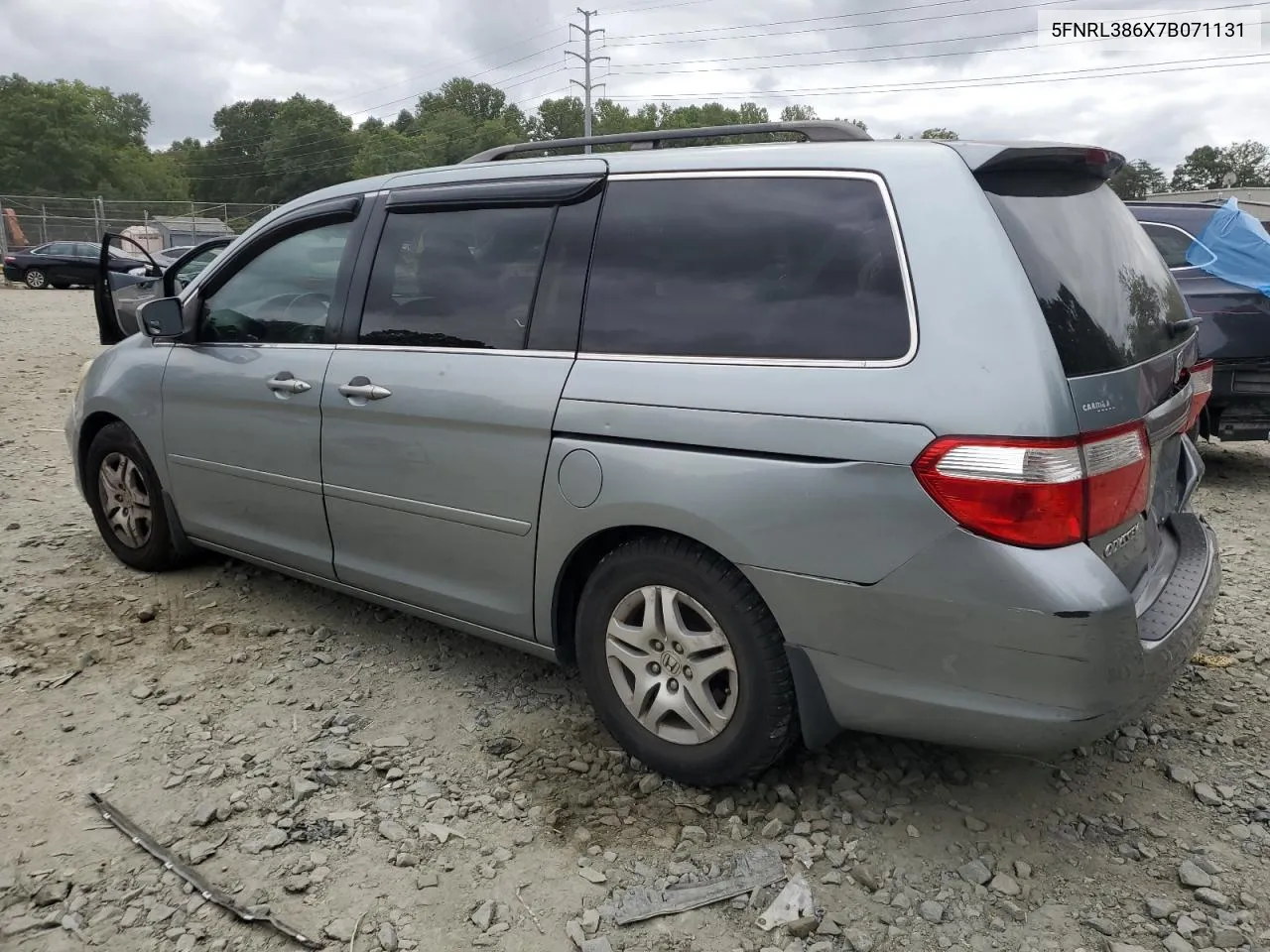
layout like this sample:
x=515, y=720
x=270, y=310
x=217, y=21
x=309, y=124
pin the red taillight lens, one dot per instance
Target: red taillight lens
x=1202, y=389
x=1039, y=493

**********

▸ **To do**
Your task is to transcribe exactly the lines from the one with "x=270, y=310" through the end of the data, both included, and nothing besides.

▸ **The answer**
x=270, y=310
x=217, y=21
x=309, y=124
pin the red taillight lens, one dot per instance
Target: red taillight lens
x=1202, y=389
x=1039, y=493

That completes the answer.